━━━━━ DATA IN THIS EXERCISE

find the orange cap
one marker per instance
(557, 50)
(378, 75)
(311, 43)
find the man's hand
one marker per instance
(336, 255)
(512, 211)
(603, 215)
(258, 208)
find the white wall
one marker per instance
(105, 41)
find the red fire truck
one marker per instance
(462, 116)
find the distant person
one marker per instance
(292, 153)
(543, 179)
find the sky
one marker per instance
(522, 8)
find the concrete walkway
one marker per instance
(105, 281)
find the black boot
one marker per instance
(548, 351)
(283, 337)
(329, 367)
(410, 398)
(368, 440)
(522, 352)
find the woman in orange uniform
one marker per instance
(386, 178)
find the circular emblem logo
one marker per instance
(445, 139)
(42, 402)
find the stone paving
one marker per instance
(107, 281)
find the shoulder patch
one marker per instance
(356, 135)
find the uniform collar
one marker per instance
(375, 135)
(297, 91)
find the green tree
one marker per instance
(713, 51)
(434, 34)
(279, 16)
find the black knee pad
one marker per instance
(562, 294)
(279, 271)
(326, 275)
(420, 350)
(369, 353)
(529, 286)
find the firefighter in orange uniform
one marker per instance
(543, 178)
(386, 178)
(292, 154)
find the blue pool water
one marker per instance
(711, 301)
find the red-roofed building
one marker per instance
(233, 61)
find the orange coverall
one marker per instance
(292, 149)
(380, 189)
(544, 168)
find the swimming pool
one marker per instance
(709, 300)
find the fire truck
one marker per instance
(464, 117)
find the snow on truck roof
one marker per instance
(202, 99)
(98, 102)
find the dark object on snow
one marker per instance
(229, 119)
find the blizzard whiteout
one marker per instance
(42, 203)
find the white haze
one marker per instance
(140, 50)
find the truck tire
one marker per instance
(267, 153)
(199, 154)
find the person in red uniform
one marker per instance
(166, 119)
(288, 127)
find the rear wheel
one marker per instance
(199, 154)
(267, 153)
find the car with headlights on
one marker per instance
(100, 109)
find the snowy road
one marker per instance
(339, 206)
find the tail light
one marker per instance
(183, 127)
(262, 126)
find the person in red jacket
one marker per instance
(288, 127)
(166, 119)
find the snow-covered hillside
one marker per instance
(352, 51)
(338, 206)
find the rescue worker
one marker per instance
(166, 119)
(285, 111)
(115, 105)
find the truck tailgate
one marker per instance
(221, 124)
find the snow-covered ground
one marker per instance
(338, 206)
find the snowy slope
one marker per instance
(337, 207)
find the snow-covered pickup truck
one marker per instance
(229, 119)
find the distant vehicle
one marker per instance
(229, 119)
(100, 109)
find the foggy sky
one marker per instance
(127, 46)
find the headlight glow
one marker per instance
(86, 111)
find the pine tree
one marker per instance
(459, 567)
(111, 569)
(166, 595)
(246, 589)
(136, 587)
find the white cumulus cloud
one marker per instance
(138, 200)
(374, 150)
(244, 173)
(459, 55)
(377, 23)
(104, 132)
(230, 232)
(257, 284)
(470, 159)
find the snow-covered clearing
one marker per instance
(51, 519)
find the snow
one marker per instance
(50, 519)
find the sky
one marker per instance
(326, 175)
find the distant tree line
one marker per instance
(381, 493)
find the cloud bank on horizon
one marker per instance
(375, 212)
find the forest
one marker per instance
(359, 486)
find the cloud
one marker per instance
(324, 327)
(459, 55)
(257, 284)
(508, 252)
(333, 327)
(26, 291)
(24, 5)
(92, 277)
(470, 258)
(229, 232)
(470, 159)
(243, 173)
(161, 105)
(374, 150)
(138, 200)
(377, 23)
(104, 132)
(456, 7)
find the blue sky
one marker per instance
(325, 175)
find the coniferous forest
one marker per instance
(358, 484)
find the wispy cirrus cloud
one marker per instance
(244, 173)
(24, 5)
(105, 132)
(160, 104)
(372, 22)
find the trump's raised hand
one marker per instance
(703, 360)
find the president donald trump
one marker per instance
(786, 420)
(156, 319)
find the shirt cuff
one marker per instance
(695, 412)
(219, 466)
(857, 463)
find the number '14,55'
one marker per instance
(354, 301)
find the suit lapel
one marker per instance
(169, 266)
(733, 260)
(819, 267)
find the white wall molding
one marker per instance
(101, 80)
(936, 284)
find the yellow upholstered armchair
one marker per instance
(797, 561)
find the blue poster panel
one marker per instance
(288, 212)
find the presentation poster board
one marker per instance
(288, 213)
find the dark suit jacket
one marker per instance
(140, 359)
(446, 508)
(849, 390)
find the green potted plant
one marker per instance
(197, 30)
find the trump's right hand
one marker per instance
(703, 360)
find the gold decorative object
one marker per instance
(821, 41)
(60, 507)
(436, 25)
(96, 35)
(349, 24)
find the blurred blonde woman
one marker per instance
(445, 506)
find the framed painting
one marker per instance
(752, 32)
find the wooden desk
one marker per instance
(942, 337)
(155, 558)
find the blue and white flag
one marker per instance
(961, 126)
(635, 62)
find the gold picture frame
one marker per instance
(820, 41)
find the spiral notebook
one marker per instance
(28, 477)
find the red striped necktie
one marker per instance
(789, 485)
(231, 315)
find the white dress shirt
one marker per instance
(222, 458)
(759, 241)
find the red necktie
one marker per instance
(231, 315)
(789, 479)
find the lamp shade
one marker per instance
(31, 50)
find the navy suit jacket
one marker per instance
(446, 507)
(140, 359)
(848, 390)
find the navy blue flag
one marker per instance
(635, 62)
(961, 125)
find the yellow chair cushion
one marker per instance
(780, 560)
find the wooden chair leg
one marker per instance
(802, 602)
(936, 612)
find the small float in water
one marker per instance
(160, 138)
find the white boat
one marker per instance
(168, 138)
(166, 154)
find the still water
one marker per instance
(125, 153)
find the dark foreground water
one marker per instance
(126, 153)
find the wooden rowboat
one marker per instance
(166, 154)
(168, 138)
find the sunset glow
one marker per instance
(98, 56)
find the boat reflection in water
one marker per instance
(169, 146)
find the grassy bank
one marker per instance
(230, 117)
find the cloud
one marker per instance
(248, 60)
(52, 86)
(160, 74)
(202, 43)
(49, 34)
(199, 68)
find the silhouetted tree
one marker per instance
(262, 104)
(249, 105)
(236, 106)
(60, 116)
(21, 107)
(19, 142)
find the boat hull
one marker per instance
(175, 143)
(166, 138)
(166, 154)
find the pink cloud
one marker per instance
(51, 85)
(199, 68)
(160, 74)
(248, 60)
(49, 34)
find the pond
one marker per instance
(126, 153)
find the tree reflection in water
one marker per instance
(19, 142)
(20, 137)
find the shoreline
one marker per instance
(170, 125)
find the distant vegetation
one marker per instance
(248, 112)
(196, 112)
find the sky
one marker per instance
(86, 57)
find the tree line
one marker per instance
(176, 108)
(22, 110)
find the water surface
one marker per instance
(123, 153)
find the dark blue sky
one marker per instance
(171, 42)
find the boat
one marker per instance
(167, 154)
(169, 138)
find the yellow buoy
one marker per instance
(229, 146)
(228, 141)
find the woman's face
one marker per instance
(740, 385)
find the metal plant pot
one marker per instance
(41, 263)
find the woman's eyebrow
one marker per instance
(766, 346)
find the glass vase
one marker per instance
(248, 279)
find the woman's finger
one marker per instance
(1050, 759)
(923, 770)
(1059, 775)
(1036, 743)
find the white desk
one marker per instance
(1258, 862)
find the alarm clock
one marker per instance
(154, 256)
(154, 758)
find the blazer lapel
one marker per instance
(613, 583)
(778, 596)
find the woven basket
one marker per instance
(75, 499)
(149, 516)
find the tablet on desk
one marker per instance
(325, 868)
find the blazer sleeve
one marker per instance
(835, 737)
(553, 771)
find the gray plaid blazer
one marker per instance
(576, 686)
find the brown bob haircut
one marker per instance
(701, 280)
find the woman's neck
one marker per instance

━━━━━━━━━━

- _YOUR INSTRUCTIONS_
Swap every "one marker per instance" in the records above for "one point per object" and write out all the lines again, leaving everything else as it is.

- _TASK SOLUTION_
find the orange cap
one point per object
(557, 50)
(378, 75)
(311, 43)
find the man's hand
one point per object
(336, 255)
(512, 211)
(603, 215)
(258, 208)
find the white wall
one point per object
(105, 41)
find the red fire truck
one point per object
(462, 116)
find the distant person
one point per object
(292, 153)
(543, 179)
find the sky
one point per object
(522, 8)
find the concrete walkway
one point per object
(105, 281)
find the black boot
one point per object
(548, 351)
(283, 337)
(329, 367)
(410, 398)
(368, 440)
(522, 352)
find the woman in orange uniform
one point per object
(386, 178)
find the circular emblem logo
one point per object
(445, 139)
(42, 402)
find the stone paving
one point per object
(107, 281)
find the shoulder patch
one point per object
(356, 135)
find the uniform collar
one point per object
(375, 135)
(297, 91)
find the green tree
one point per object
(713, 51)
(434, 34)
(279, 16)
find the black knee pad
one point per object
(562, 294)
(279, 271)
(326, 275)
(420, 350)
(369, 353)
(529, 286)
find the firefighter in orange uniform
one point per object
(543, 178)
(386, 178)
(292, 154)
find the blue pool water
one point per object
(711, 301)
find the red-roofed building
one point per object
(233, 61)
find the orange coverall
one point per object
(292, 149)
(380, 189)
(544, 168)
find the swimming pool
one point per object
(709, 300)
find the fire truck
one point per object
(464, 117)
find the snow on truck roof
one point per object
(202, 99)
(98, 102)
find the dark object on snow
one point per object
(229, 119)
find the blizzard whiteout
one point per object
(42, 203)
find the white haze
one point per object
(140, 50)
find the truck tire
one point per object
(267, 153)
(199, 154)
find the person in red uniform
one point per object
(166, 119)
(288, 127)
find the rear wheel
one point per object
(199, 154)
(267, 153)
find the car with headlights on
one point per object
(100, 109)
find the snowy road
one point per object
(339, 206)
find the tail light
one point per object
(183, 127)
(262, 126)
find the person in red jacket
one point per object
(288, 127)
(166, 119)
find the snow-covered hillside
one point per object
(352, 51)
(338, 206)
find the rescue worker
one point per object
(166, 119)
(285, 111)
(115, 105)
find the truck tailgate
one point per object
(221, 124)
find the snow-covered ground
one point per object
(338, 206)
find the snowy slope
one point per object
(337, 207)
find the snow-covered pickup truck
one point per object
(229, 119)
find the distant vehicle
one point per object
(229, 119)
(100, 109)
find the foggy sky
one point per object
(127, 46)
find the headlight glow
one point per object
(86, 111)
find the pine tree
one point per object
(459, 567)
(111, 569)
(166, 595)
(246, 589)
(136, 587)
find the white cumulus cloud
one point per object
(138, 200)
(374, 150)
(244, 173)
(459, 55)
(377, 23)
(104, 132)
(230, 232)
(257, 284)
(470, 159)
find the snow-covered clearing
one point per object
(51, 519)
find the snow
one point per object
(50, 519)
find the sky
one point per object
(326, 175)
find the distant tree line
one point per object
(381, 493)
find the cloud bank on horizon
one point per object
(375, 212)
find the forest
one point per object
(359, 486)
find the cloud
one point per object
(324, 327)
(459, 55)
(257, 284)
(508, 252)
(333, 327)
(26, 291)
(24, 5)
(92, 277)
(470, 258)
(229, 232)
(470, 159)
(243, 173)
(161, 105)
(374, 150)
(138, 200)
(377, 23)
(104, 132)
(456, 7)
find the blue sky
one point per object
(325, 175)
find the coniferous forest
one point per object
(358, 484)
find the wispy cirrus cloud
one point per object
(244, 173)
(24, 5)
(105, 132)
(160, 104)
(372, 22)
find the trump's raised hand
one point per object
(703, 360)
find the president donald trump
one point per object
(786, 420)
(156, 319)
find the shirt cuff
one point per object
(695, 412)
(219, 466)
(857, 463)
find the number '14,55'
one point per object
(354, 301)
find the suit lapel
one point per object
(169, 266)
(733, 260)
(819, 267)
find the white wall molding
one point per object
(101, 80)
(936, 284)
find the yellow upholstered armchair
one point per object
(797, 561)
find the blue poster panel
one point per object
(288, 212)
find the presentation poster board
one point per object
(288, 213)
find the dark suit jacket
one point per object
(140, 359)
(446, 508)
(849, 390)
find the green potted plant
one point per object
(197, 30)
find the trump's right hand
one point per object
(703, 360)
find the gold decorative object
one point per object
(821, 41)
(60, 507)
(436, 25)
(96, 35)
(349, 24)
find the blurred blonde woman
one point per object
(445, 506)
find the framed painting
one point per object
(752, 32)
find the wooden desk
one point per object
(942, 337)
(155, 558)
find the blue and white flag
one point per object
(961, 126)
(635, 62)
find the gold picture frame
one point per object
(820, 41)
find the spiral notebook
one point per object
(28, 477)
find the red striped necktie
one point per object
(789, 485)
(231, 315)
find the white dress shirt
one point per object
(222, 458)
(759, 241)
find the red necktie
one point per object
(231, 315)
(789, 479)
find the lamp shade
one point per object
(31, 50)
find the navy suit jacket
one point per object
(446, 507)
(140, 359)
(848, 390)
find the navy blue flag
one point per object
(635, 62)
(961, 125)
find the yellow chair cushion
one point per object
(780, 560)
find the wooden chair leg
one point per object
(802, 602)
(936, 612)
find the small float in water
one point per object
(160, 138)
find the white boat
one point per object
(168, 138)
(166, 154)
find the still water
one point per object
(125, 153)
find the dark foreground water
one point per object
(126, 153)
find the wooden rowboat
one point per object
(166, 154)
(168, 138)
find the sunset glow
one point per object
(98, 56)
find the boat reflection in water
one point per object
(169, 146)
find the grassy bank
one point per object
(230, 117)
find the cloud
one point per object
(248, 60)
(52, 86)
(160, 74)
(202, 43)
(49, 34)
(199, 68)
find the silhouetted tree
one point per object
(262, 104)
(249, 105)
(236, 106)
(60, 116)
(21, 107)
(19, 142)
find the boat hull
one point per object
(175, 143)
(166, 138)
(166, 154)
find the pink cloud
one point per object
(51, 85)
(199, 68)
(160, 74)
(248, 60)
(49, 34)
find the pond
one point per object
(126, 153)
find the tree reflection in water
one point per object
(19, 142)
(20, 137)
find the shoreline
one point per object
(170, 125)
find the distant vegetation
one point per object
(248, 112)
(196, 112)
find the sky
one point per object
(86, 57)
find the tree line
one point per object
(176, 108)
(22, 110)
find the water surface
one point per object
(123, 153)
find the dark blue sky
one point per object
(171, 42)
find the boat
one point per object
(167, 154)
(169, 138)
find the yellow buoy
one point per object
(229, 146)
(228, 141)
find the woman's face
one point per object
(740, 385)
find the metal plant pot
one point per object
(41, 263)
find the woman's eyebrow
one point per object
(766, 346)
find the glass vase
one point per object
(248, 279)
find the woman's finger
one point per object
(1050, 759)
(923, 770)
(1059, 775)
(1036, 743)
find the white desk
one point per object
(1258, 862)
find the alarm clock
one point per object
(154, 256)
(154, 758)
find the blazer lapel
one point per object
(613, 583)
(778, 596)
find the woven basket
one point per object
(75, 499)
(149, 516)
find the tablet on desk
one point per object
(325, 868)
find the blazer sleeve
one point per object
(835, 737)
(553, 771)
find the gray plaid blazer
one point per object
(576, 686)
find the brown bob haircut
one point per object
(701, 280)
find the woman's neck
one point per object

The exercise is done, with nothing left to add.